* **Short task**: Copy the part of the rows that opens with the line containing "Every instance of the wooden" and closes with the line containing "71), (107, 56)]", swapping "wooden beam" for "timber post" and leaving everything else unchanged.

======== Records for this task ========

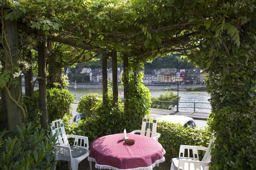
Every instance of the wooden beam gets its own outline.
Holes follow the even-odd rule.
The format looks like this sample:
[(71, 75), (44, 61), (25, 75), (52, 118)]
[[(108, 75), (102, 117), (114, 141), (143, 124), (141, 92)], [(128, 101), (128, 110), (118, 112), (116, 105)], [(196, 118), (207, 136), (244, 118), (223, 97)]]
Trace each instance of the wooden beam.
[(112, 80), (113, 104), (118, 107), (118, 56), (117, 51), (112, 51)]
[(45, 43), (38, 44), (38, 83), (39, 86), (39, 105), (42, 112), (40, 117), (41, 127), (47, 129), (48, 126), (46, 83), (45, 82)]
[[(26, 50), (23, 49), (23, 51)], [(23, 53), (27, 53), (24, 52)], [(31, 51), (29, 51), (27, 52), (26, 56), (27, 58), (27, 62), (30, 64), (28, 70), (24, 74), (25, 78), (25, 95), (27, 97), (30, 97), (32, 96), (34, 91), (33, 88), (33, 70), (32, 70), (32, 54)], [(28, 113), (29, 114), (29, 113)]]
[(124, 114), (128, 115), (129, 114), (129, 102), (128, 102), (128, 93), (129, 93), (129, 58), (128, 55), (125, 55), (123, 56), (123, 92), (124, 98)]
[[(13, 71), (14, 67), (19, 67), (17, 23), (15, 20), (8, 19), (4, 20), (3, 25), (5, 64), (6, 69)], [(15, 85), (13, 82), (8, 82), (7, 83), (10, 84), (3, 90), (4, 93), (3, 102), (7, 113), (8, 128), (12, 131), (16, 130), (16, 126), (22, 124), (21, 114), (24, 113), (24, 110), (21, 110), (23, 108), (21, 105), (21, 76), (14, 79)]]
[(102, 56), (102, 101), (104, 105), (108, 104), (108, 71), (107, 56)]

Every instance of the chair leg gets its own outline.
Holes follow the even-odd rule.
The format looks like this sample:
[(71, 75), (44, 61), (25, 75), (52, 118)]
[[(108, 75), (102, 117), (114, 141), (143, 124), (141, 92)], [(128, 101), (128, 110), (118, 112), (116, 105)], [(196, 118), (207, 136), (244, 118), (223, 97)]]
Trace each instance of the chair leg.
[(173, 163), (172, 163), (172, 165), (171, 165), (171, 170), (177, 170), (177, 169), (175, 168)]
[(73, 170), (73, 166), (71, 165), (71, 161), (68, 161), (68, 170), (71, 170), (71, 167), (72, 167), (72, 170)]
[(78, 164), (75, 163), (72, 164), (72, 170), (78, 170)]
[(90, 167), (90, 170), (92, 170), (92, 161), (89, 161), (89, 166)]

========
======== Records for this task ========

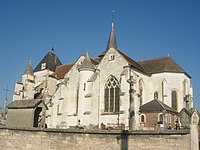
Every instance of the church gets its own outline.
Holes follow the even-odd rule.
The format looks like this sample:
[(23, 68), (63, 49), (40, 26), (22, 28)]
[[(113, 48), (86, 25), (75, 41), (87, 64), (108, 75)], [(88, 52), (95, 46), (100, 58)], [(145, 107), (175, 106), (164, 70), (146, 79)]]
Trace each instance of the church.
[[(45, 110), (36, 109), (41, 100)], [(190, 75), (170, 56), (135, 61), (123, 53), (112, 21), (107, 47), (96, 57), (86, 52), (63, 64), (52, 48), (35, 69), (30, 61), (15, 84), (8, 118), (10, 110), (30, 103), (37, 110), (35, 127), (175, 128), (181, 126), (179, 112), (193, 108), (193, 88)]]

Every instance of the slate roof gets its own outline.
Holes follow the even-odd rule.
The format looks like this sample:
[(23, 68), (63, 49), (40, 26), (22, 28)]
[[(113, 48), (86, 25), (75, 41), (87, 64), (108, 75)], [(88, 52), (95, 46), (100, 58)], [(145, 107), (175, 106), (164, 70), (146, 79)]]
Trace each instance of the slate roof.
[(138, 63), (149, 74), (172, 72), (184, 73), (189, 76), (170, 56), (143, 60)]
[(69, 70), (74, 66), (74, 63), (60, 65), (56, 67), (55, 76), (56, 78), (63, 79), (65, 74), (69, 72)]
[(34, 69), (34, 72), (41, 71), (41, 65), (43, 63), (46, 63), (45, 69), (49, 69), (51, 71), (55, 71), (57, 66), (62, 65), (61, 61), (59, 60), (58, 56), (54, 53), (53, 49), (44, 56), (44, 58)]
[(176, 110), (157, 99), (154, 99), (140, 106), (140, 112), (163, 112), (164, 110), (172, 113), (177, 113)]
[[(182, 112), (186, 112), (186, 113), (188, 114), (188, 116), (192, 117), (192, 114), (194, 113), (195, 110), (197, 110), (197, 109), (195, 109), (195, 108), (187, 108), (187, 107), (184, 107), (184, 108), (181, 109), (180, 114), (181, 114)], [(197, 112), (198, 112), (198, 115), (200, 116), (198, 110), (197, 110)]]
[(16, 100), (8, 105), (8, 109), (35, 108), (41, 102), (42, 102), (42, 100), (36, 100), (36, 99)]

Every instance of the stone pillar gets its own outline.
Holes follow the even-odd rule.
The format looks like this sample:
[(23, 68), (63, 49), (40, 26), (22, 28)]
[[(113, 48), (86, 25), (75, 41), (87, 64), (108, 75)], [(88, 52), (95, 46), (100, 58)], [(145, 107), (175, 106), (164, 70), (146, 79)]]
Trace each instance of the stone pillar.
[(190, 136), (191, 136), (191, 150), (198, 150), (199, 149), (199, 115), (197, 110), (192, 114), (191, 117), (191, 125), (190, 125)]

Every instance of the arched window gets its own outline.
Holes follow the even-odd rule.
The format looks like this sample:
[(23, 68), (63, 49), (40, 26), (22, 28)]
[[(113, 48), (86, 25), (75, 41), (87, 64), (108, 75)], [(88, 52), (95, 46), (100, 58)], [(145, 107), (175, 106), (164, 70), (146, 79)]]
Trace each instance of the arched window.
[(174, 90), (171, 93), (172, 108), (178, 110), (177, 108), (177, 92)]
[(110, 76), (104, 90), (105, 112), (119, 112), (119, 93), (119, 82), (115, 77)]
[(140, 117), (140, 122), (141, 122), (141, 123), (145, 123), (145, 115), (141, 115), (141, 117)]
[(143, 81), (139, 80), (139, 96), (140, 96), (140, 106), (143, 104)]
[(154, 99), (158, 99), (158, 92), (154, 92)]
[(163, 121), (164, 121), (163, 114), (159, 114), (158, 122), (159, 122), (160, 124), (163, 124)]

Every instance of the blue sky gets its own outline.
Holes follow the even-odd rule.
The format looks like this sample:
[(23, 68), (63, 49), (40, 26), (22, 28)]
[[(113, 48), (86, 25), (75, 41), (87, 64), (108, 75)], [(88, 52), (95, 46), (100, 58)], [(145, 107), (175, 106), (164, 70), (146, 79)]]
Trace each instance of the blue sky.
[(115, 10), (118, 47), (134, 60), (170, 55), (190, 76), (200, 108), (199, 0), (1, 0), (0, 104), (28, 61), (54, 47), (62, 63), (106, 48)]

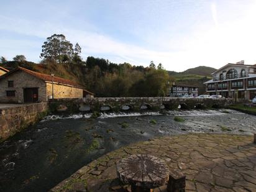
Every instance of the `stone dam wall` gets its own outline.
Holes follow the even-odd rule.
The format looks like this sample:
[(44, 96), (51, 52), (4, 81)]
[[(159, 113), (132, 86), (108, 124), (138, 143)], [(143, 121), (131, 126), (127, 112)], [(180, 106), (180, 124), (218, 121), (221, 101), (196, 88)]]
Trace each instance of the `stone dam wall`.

========
======== Records for this task ========

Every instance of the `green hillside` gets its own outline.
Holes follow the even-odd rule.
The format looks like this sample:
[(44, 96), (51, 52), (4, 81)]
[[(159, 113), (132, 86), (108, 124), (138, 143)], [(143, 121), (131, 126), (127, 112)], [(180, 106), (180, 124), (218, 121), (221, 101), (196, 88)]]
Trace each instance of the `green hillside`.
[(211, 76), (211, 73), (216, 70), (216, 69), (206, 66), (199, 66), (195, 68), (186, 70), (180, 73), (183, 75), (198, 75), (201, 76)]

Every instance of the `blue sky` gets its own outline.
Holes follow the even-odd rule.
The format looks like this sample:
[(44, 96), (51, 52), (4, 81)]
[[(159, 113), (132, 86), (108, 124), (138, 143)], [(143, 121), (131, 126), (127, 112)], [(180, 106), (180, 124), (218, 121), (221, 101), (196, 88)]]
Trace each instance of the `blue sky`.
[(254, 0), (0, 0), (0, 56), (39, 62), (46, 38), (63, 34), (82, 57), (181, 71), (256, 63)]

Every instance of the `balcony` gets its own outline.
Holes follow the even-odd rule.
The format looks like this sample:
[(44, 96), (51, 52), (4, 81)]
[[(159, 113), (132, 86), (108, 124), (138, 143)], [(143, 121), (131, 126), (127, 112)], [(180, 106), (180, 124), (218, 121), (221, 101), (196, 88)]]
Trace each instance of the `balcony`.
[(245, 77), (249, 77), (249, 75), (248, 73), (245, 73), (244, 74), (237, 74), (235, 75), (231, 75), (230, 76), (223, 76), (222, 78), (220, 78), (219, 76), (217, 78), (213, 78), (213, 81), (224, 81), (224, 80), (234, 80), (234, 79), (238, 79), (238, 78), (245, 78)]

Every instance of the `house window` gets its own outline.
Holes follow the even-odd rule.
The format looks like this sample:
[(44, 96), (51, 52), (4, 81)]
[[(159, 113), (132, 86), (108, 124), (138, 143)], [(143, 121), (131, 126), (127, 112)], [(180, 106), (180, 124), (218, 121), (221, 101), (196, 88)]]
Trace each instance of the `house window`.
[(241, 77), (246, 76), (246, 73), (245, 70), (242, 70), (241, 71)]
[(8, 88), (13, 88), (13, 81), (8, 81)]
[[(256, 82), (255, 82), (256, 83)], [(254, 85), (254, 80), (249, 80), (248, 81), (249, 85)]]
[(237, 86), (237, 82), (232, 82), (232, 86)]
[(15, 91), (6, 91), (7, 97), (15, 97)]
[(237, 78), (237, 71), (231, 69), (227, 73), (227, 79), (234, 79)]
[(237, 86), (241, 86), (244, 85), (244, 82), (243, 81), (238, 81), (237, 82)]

========

* **Finished task**:
Every instance of the timber post gets its own outline.
Holes follow the even-odd rule.
The format looks like this sample:
[(71, 75), (44, 61), (25, 75), (52, 118)]
[[(108, 75), (102, 117), (114, 141), (143, 124), (141, 92)], [(128, 101), (128, 110), (118, 112), (116, 105)], [(196, 118), (207, 136), (244, 118), (223, 97)]]
Trace each instance of the timber post.
[(112, 80), (113, 104), (118, 107), (118, 56), (117, 51), (112, 51)]
[(45, 43), (38, 44), (38, 83), (39, 86), (39, 105), (42, 112), (40, 117), (41, 127), (47, 129), (48, 126), (46, 83), (45, 82)]
[[(26, 50), (23, 49), (23, 51)], [(23, 53), (27, 53), (24, 52)], [(31, 51), (29, 51), (27, 52), (26, 56), (27, 58), (27, 62), (30, 64), (28, 70), (24, 74), (25, 78), (25, 95), (27, 97), (30, 97), (32, 96), (34, 91), (33, 88), (33, 70), (32, 70), (32, 54)], [(28, 113), (29, 114), (29, 113)]]
[(124, 114), (128, 115), (129, 114), (129, 102), (128, 102), (128, 93), (129, 93), (129, 58), (128, 55), (125, 55), (123, 56), (123, 92), (124, 98)]
[[(13, 71), (14, 67), (19, 67), (17, 23), (15, 20), (8, 19), (4, 20), (3, 25), (5, 64), (6, 69)], [(15, 85), (13, 82), (8, 82), (7, 83), (10, 84), (3, 90), (4, 93), (3, 102), (7, 113), (8, 128), (12, 131), (16, 130), (16, 126), (22, 124), (21, 114), (24, 113), (24, 110), (21, 110), (23, 108), (21, 105), (21, 76), (14, 79)]]
[(102, 56), (102, 101), (104, 105), (108, 104), (108, 71), (107, 56)]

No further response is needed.